- [Brief]: All records, minus the pictures: write them out exactly.

- [Extracted data]:
>>>>>

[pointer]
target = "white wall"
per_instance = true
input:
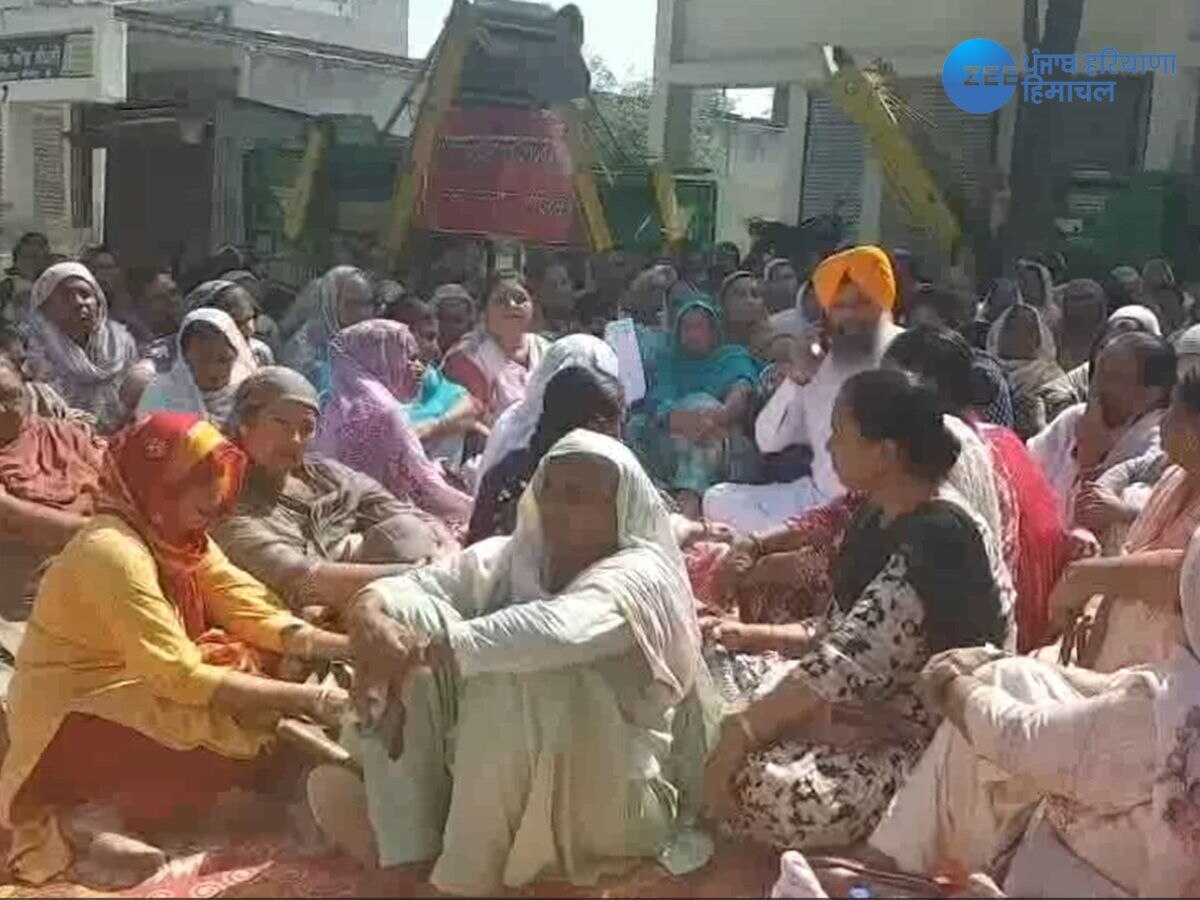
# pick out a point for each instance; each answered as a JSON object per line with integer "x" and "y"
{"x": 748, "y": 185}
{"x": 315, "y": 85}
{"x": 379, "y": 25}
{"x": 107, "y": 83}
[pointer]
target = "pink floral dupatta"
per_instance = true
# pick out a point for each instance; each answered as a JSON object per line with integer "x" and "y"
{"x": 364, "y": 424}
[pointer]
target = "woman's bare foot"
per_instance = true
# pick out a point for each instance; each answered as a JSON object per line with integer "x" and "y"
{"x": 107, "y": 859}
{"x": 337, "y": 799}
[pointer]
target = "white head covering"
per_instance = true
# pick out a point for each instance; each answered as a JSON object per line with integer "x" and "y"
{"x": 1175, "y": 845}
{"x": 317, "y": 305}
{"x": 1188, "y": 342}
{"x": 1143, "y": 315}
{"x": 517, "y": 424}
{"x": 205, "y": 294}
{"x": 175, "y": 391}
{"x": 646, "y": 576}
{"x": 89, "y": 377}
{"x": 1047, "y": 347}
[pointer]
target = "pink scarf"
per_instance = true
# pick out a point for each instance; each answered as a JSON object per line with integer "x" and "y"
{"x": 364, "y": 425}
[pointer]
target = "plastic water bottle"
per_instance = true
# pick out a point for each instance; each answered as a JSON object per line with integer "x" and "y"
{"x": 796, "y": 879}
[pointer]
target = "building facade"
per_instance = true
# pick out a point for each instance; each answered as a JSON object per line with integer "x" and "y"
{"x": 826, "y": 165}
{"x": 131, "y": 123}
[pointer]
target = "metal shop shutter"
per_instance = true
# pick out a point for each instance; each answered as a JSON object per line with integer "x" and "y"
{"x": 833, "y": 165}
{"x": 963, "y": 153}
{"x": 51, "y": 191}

<<<<<

- [Output below]:
[pointer]
target = "white wall"
per_instance = true
input:
# pick out a point for each instance; each answered as a JSON object per line with integer "x" and "y"
{"x": 748, "y": 185}
{"x": 315, "y": 85}
{"x": 379, "y": 25}
{"x": 107, "y": 83}
[pointer]
target = "pink floral dupatta"
per_instance = true
# pick out a point for each instance; each answered as a JSON object per line with integer "x" and "y"
{"x": 364, "y": 424}
[pointer]
target = "woman's bare foot"
per_instance = true
# pick out a point for each instance; each answered as a JSON object per line with integer "x" and "y"
{"x": 107, "y": 859}
{"x": 337, "y": 799}
[pointer]
target = "white head covering"
per_instance = true
# pick out a point for each instance; each answered as a JSON object per line with integer "x" and "y"
{"x": 1175, "y": 845}
{"x": 317, "y": 305}
{"x": 1188, "y": 342}
{"x": 1143, "y": 315}
{"x": 517, "y": 424}
{"x": 205, "y": 294}
{"x": 175, "y": 391}
{"x": 646, "y": 576}
{"x": 89, "y": 377}
{"x": 1047, "y": 347}
[pointer]
target = "pink scarf"
per_instance = true
# pick out a point for each instance; each answered as a JSON object per line with integer "x" and "y"
{"x": 364, "y": 425}
[pointer]
target = "plastic water bottle"
per_instance = true
# pick out a point for each instance; each answered as a JSON object per line with integer "x" and "y"
{"x": 796, "y": 879}
[pointer]
target = "building facade"
per_instance = true
# pick out a point for each instance; each answered as a JSON object per line with integer "x" and "y"
{"x": 826, "y": 165}
{"x": 131, "y": 123}
[pointer]
target = "metal shop shutter"
per_instance = true
# pick out a point for each instance; each answered as a JSON object per line with integer "x" and "y"
{"x": 833, "y": 165}
{"x": 963, "y": 153}
{"x": 51, "y": 191}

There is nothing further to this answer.